> **PASSAGE TO READ**:
────────────────────────────────────────
Reader, Writer
November 1, 2011 | The Barnes & Noble Review
Richard Nixon assumed the presidency in 1969 with a rare gift in hand: a lame-duck chief justice presiding over the Supreme Court. The great progressive Earl Warren had announced his retirement in June 1968 in hopes that Lyndon Johnson could appoint his successor. But the Senate rejected Johnson’s man, Justice Abe Fortas, and soon clouded him in a fog of petty scandals. He retired from the Court in May 1969, and Warren — who had stayed on for an additional term — followed him a month later. Nixon therefore got to appoint two new justices in his first year as president — and he would see two more Supreme Court vacancies in 1971. Three of the four retiring justices had voted as liberals, so the appointments had the potential to transform the Court.
Yet by outward appearances Nixon made a hash of the business. His first appointment, Chief Justice Warren Burger, is universally regarded as a failure both as a leader and a jurist. Nixon’s next two nominees, southern conservatives Clement Haynsworth and Harrold Carswell, were humiliatingly rejected in the Senate. Nixon subsequently appointed Harry Blackmun, who became one of the Court’s most liberal members, and Lewis Powell, a moderate swing voter. The only Nixon appointee who was both conservative and successful was William Rehnquist, whom Nixon hoped would serve for thirty years and one day become chief justice. Ronald Reagan made that promotion in 1986, and Rehnquist served for thirty-three years on the Court. But during Nixon’s presidency Rehnquist was far to the right of his colleagues and often dissented alone.
In Nixon’s Court, political scientist Kevin McMahon offers a new interpretation of Nixon’s judicial policy — that is, his Supreme Court appointments and positions on major legal issues. McMahon contends that Nixon’s judicial goals were more limited than is generally appreciated, and that he largely fulfilled them. Unlike Reagan, Nixon did not launch a full-scale counterrevolution against the perceived excesses of the Warren Court. Instead he used judicial issues mostly for political advantage. McMahon argues that we should judge him by what he did rather than what he said, and that his actions were often moderate compared to his rhetoric. Speaking loudly and carrying a small stick: leave it to Nixon to chart a new path to success.
────────────────────────────────────────
> **SOURCE EXCERPT**:
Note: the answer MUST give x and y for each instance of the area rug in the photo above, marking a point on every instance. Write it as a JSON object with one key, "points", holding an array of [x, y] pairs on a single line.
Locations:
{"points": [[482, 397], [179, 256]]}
────────────────────────────────────────
> **TASK DIRECTIONS**:
According to the review of Nixon's Court, in what year did Ronald Reagan promote William Rehnquist to chief justice?

> **COMPLETED EXERCISE**:
1986